Written instruction 1: In the records below, reproduce every line from the one containing "Exercise. Mark the white" through the end of the records, both ends included. Leave out any pictures.

-=-=-=-=-

This recipe features the best of breakfast in one package, Bacon & Egg (in a) Muffin with a hint of maple syrup and a surprise inside.
bacon & egg (in a) muffin

Ok, I’ll fess up right off the bat. I didn’t come up with the idea for a muffin with a soft egg inside. I wish I did, but I’m totally stealing the idea from Craftsman and Wolves in San Francisco.

A couple of months ago when a photo of the muffin popped up on my Facebook news feed I was immediately stricken with envy that I didn’t invent this genius muffin.

The original dish has the egg encased in what they call a “meat cake”. I’m not really sure what that is, so I decided to make a muffin using some of my favorite ingredients; buttermilk, corn meal and maple syrup.

These all also happen to be great breakfast ingredients. The muffins would have to be baked in a jumbo muffin pan to accommodate the egg.

Trial & Error to create the perfect Bacon & Egg (in a) Muffin:

I thought the hard part of mastering this dish would be figuring out how to bake an egg inside a muffin so that the white cooked through and the yolk remained soft.

For the first test-run of the recipe I used eggs prepared 3 different ways. I soft boiled two eggs, froze two eggs in the shell (yes, it’s possible), peeled the frozen eggs then put them into the muffin batter. I also cracked a raw egg right into the muffin batter.

-=-=-=-=-

Written instruction 2: Continue the bacon and egg muffin text above, starting after its last sentence.

[Raw records]

-=-=-=-=-

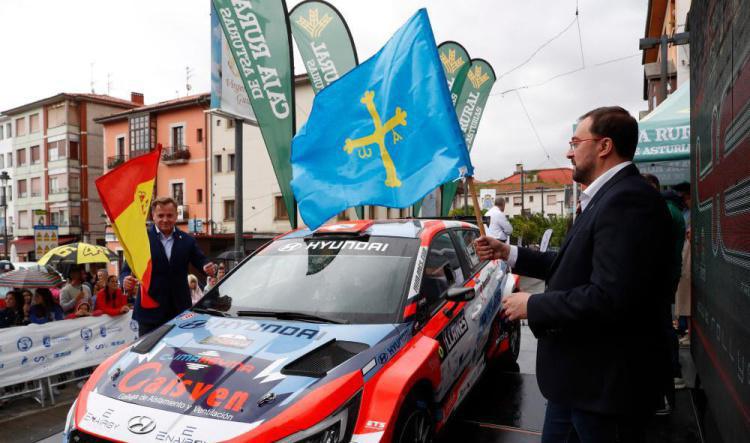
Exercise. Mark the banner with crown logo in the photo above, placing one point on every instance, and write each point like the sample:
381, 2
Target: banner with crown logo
470, 106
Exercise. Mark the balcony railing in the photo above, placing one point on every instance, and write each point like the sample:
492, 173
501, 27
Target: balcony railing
115, 160
175, 154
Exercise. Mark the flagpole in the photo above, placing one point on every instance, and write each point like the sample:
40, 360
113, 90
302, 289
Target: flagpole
475, 202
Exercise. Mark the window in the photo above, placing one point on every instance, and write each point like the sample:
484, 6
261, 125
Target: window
442, 271
280, 209
36, 186
228, 210
466, 239
142, 134
23, 219
178, 138
177, 193
33, 123
35, 158
217, 163
120, 146
21, 126
21, 186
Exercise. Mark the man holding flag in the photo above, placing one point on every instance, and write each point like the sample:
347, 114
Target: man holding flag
157, 256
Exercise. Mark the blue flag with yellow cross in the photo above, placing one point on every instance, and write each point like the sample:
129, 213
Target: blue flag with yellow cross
384, 134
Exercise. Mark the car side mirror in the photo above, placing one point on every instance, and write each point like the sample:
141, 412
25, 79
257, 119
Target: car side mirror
460, 294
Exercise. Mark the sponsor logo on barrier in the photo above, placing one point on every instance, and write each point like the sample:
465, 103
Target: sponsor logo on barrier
86, 334
141, 424
24, 344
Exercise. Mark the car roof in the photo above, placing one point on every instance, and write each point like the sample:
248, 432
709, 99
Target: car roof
406, 228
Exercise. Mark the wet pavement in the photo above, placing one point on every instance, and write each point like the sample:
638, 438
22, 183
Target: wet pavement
505, 407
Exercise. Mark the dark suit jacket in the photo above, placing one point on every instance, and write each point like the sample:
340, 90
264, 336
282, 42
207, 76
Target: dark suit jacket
169, 286
601, 321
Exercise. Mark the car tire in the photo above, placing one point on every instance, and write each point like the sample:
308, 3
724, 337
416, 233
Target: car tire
416, 423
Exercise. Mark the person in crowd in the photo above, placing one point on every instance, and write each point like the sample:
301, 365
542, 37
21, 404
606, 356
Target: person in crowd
12, 314
75, 291
195, 290
171, 252
608, 272
43, 308
111, 300
500, 227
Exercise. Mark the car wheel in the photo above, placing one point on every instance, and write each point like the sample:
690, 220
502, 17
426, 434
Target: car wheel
415, 422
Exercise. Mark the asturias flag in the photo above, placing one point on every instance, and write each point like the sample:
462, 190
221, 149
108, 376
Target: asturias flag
384, 134
126, 193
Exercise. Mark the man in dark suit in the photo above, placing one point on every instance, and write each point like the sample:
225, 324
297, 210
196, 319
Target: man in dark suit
600, 322
171, 252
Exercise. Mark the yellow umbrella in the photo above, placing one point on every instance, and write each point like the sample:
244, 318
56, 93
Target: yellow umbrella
78, 253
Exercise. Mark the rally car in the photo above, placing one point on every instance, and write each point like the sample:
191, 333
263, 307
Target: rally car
356, 332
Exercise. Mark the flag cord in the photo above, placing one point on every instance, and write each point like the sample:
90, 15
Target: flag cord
475, 202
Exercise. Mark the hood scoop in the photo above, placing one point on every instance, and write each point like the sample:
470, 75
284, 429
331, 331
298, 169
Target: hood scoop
318, 362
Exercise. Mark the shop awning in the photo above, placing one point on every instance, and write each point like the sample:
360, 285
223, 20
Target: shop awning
664, 134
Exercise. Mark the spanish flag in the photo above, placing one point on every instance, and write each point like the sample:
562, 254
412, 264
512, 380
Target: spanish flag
126, 193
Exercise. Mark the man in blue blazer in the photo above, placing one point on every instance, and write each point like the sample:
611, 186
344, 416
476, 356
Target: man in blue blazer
171, 252
602, 322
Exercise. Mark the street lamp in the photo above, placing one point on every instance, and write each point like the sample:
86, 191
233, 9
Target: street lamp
4, 177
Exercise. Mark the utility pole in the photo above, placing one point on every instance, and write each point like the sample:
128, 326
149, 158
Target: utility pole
663, 42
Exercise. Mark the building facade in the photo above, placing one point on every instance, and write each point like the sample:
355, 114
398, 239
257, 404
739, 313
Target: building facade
180, 126
57, 154
542, 191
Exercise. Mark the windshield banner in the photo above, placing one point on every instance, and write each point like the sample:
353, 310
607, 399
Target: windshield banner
37, 351
258, 36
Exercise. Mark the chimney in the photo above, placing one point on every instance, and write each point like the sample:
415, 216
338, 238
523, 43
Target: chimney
136, 97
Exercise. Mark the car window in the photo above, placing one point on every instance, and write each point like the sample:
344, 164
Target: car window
466, 239
442, 270
360, 280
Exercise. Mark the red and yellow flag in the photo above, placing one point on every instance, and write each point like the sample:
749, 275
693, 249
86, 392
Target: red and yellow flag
126, 193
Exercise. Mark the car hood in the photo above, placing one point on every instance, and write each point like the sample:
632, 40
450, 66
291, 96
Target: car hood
242, 371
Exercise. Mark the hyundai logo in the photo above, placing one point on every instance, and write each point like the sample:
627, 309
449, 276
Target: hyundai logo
140, 424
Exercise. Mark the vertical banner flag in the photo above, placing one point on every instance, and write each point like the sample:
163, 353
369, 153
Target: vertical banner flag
126, 193
470, 107
259, 40
325, 43
456, 63
384, 134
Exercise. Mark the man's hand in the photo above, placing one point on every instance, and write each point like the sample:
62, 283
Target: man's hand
514, 306
210, 269
489, 248
128, 283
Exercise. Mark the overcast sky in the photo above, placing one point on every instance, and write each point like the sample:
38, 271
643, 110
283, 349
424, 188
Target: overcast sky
48, 46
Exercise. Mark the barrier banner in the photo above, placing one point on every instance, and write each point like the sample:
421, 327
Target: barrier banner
36, 351
260, 43
470, 107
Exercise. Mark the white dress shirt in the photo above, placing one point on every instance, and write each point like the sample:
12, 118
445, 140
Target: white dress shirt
586, 196
500, 227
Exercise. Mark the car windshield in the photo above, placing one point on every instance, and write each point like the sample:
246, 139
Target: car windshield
347, 279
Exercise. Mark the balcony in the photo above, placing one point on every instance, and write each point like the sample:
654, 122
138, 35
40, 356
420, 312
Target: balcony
115, 161
175, 155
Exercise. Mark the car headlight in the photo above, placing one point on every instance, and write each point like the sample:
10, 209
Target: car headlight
70, 421
336, 428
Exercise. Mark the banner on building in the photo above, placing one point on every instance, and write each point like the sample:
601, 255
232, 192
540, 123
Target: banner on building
260, 43
45, 239
470, 107
36, 351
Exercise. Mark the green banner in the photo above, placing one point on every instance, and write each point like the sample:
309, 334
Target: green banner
325, 44
456, 63
470, 107
258, 36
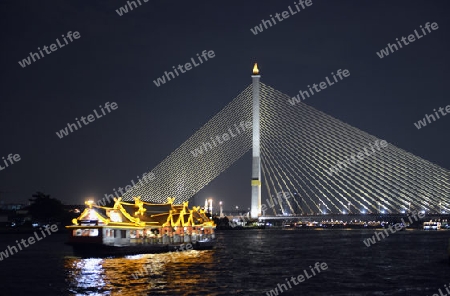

-=-=-=-=-

Final result 1:
Exercise. Mark the white dress shirt in the photo above, placing one point on every instance, and write each point like the sample:
12, 118
445, 140
Target: white dress shirt
586, 196
500, 227
Exercise. Mark the car windshield in the photo above, placing one point on every instance, and write each point like the sample:
246, 139
Target: car windshield
347, 279
Exercise. Mark the balcony in the photo above, placing one point on every instance, and write each point like the sample:
654, 122
138, 35
40, 356
420, 312
Target: balcony
115, 161
175, 155
Exercise. Mark the car headlight in the photo above, placing one point on every instance, and write each point like the sample:
10, 209
Target: car headlight
70, 421
336, 428
Exercise. Mark the banner on building in the photo above, placing one point on every instance, and write each point like the sample:
601, 255
232, 192
540, 123
Target: banner on building
260, 43
45, 239
470, 107
36, 351
Exercise. Mark the green banner in the photo above, placing one point on every instance, and write each point like the sample:
309, 334
Target: green banner
325, 44
456, 63
470, 107
258, 36

Final result 2:
From that first batch I learned that soft boiled eggs were the way to go. The raw egg cooked through and had a hard yolk. The frozen eggs didn’t cook enough and had runny whites as well as a runny yolks (runny yolks=Yum, runny whites≠Yum).

I didn’t realize that the real problem would be getting the right texture for the muffin. I started with a version of my Cast Iron Skillet Corn Bread. The muffins from the first test batch were very dense and rubbery.

I realized I’d manipulated the batter too much and probably knocked all the air bubbles formed by the baking soda out of the batter before it went into the oven. Also, I wanted a little more sweetness and moisture.

So it took three more test rounds to get the texture and flavor I wanted for the muffin. I adjusted the ratio of flour to corn meal to lighten the crumb, upped the amount of buttermilk for more moisture, made the batter a little sweeter, and used a mix of baking soda and baking powder to get more lift when the batter hit the oven.

Be Eggzacting (sorry!) when boiling the eggs!

A few notes on handling the eggs; Once the cold eggs go into the water (just an inch of water) cook them for exactly 5 minutes. I don’t often use a kitchen timer, but for these eggs I did.

As soon as the timer goes off bring the pot to the sink and fill it with cold water to stop the cooking. Let them cool for 5 minutes then put them in a bowl in the refrigerator to cool completely.

I did this step the night before. Put the unpeeled eggs in the freezer while you’re making the batter (for no more than 1/2 an hour, you don’t want to freeze them).

This way the eggs are very cold when they go into the oven and I found them easier to peel. I got perfect eggs every time using this method.

bacon & egg (in a) muffin

A complete breakfast - bacon & egg (in a) muffin.

Slightly sweet corn muffins with a surprise runny egg inside - bacon & egg (in a) muffin.

So here it is, all the best parts of breakfast in one muffin; bacon, maple syrup, corn bread and a runny egg yolk for dipping. Thanks to chef William Werner at Craftsman and Wolves for the inspiration.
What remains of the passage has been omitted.